- [OPDRACHT] Neem uit de tekst over de DSA het stuk over dat begint bij de woorden "De deelname aan" en eindigt na "van deze verplichting.". Vervang daarin elke keer "VLOPs" door "zeer grote onlineplatforms".

─── BRONTEKST

De deelname aan een gedragscode is weliswaar niet verplicht maar wordt door de DSA wel gestimuleerd. Het kan namelijk een middel zijn voor VLOPs om te voldoen aan de verplichtingen om systemische risico’s te adresseren. Indien zij deelnemen aan een gedragscode dan controleren externe onafhankelijke auditors, die VLOPs tenminste één keer per jaar moeten inhuren, bovendien de naleving met de gedragscode. Als zij concluderen dat de naleving onvoldoende is dan kunnen zij aanbevelingen doen om dat te veranderen. VLOPs moeten daar «terdege rekening» mee houden «met als doel de nodige maatregelen te nemen om ze uit te voeren» (artikel 28, vierde lid DSA). Dit vormt een sterke prikkel voor VLOPs om een gedragscode na te leven want toezichthouders zien toe op naleving van deze verplichting.

Vraag 6

Wat wordt, in het kader van de Digital Services Act (DSA), bedoeld met een «horizontaal kader voor regelgevend toezicht, verantwoordingsplicht en transparantie van de online ruimte.»? Hoort daar een toezichthouder bij? Aan welke toezichthouder wordt gedacht?

Antwoord vraag 6

De DSA vormt een algemeen kader voor de bestrijding van alle vormen van illegale inhoud online. Er zijn echter diverse wetgevingskader voor de bestrijding van specifieke vormen van illegale inhoud online. Zoals voor auteursrecht, kinderporno, misleidende reclame, oneerlijke handelspraktijken, en meer. Vanwege het algemene karakter van de DSA wordt het ook wel een «horizontaal» kader genoemd, waar specifieke wetgeving «verticale» kaders zijn. Het horizontale kader is van toepassing waar geen verticale kaders gelden.

Op de DSA moet ook toezicht worden gehouden. Het voorstel voor de DSA voorziet in een mix van nationale toezichthouder(s) en toezicht door de Europese Commissie. De Staatssecretaris van EZK is in het kader van haar verantwoordelijkheid voor de DSA bezig om te onderzoeken wat die wetgeving betekent voor het werk van diverse nationale toezichthouders die zich bezighouden met de bestrijding van illegale inhoud online. Hierbij kan onder meer worden gedacht aan de Autoriteit Consument en Markt («ACM»), het Commissariaat voor de Media («CvdM»), en de Nederlandse Voedsel en Warenautoriteit («NVWA»). Er zijn nog geen keuzes gemaakt over de organisatie van het toezicht op de DSA in Nederland.

──────
─── AANGELEVERD MATERIAAL

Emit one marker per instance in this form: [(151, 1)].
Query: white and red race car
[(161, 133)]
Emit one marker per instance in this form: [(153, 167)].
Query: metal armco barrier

──────

- [UITWERKING]
De deelname aan een gedragscode is weliswaar niet verplicht maar wordt door de DSA wel gestimuleerd. Het kan namelijk een middel zijn voor zeer grote onlineplatforms om te voldoen aan de verplichtingen om systemische risico’s te adresseren. Indien zij deelnemen aan een gedragscode dan controleren externe onafhankelijke auditors, die zeer grote onlineplatforms tenminste één keer per jaar moeten inhuren, bovendien de naleving met de gedragscode. Als zij concluderen dat de naleving onvoldoende is dan kunnen zij aanbevelingen doen om dat te veranderen. zeer grote onlineplatforms moeten daar «terdege rekening» mee houden «met als doel de nodige maatregelen te nemen om ze uit te voeren» (artikel 28, vierde lid DSA). Dit vormt een sterke prikkel voor zeer grote onlineplatforms om een gedragscode na te leven want toezichthouders zien toe op naleving van deze verplichting.